## WORK TO BE COMPLETED
Please edit the entries below, changing every "orchard scouting" to "field survey" and leaving all other text unchanged.

## DATA LINES
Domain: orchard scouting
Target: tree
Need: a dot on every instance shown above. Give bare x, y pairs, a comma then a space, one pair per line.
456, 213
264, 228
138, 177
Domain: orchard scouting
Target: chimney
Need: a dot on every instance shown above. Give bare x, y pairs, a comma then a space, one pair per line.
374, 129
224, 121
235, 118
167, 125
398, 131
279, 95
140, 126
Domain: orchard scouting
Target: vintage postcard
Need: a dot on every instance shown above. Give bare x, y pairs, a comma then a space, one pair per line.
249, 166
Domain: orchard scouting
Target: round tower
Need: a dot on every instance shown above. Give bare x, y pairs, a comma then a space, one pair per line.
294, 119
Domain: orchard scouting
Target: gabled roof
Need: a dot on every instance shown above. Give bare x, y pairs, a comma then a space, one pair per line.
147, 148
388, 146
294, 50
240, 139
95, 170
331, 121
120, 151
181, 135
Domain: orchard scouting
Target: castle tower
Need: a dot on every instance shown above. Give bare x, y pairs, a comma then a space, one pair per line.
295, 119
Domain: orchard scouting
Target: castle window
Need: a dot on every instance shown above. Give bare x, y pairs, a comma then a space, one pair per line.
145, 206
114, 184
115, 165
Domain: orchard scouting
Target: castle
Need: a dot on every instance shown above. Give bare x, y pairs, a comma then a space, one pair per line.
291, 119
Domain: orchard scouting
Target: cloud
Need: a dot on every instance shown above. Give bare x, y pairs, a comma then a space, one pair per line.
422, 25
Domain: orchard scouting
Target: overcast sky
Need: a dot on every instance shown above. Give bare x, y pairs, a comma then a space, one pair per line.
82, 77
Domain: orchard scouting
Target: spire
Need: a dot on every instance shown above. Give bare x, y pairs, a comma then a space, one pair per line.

## WRITTEN ANSWER
Domain: field survey
Target: tree
Need: a dot on every instance shown above. Give bare x, y pairs, a comma then a space, one pair per line.
456, 213
264, 228
138, 177
Domain: field survey
Target: chimney
Need: a dot on every instance shown above. Give bare x, y pairs, a comma then a space, one pair per line.
374, 129
224, 121
235, 118
167, 125
398, 131
279, 95
140, 126
Domain: field survey
Target: vintage postcard
Need: a dot on every instance shown above. Give bare x, y pairs, a comma then a space, one pair per line.
249, 166
Domain: field survey
Target: round tower
Need: a dot on every instance shown above. Give bare x, y pairs, a comma then a space, one pair per line.
294, 119
Domain: field survey
Target: gabled roof
Need: a dot on every instance shown above. Give bare x, y pairs, a comma then a space, one pair per line.
147, 148
388, 146
294, 50
240, 139
95, 170
331, 121
120, 151
181, 135
Domain: field survey
Target: castle tower
Need: a dot on every instance shown above. Give bare x, y pairs, a comma then a space, one pair per line.
295, 119
Domain: field survey
Target: castle window
Need: a dot on every instance shown above. Give bare x, y pairs, a comma then a space, one pair per line.
145, 206
114, 184
115, 165
Domain: field survey
Target: castle
Need: a dot on every instance shown above. Give bare x, y pairs, a comma then a space, one pair per line.
291, 119
Domain: field survey
Target: cloud
Need: a dot on every instance shown above. Give bare x, y pairs, a comma then a space, one pair per line.
422, 25
Domain: field survey
Target: overcast sky
Need: a dot on every instance shown above. Give bare x, y pairs, a comma then a space, one pair per line.
82, 77
Domain: field survey
Target: spire
Need: a dot on every instance shown above. Give bare x, y pairs, a comma then a space, one pair per line.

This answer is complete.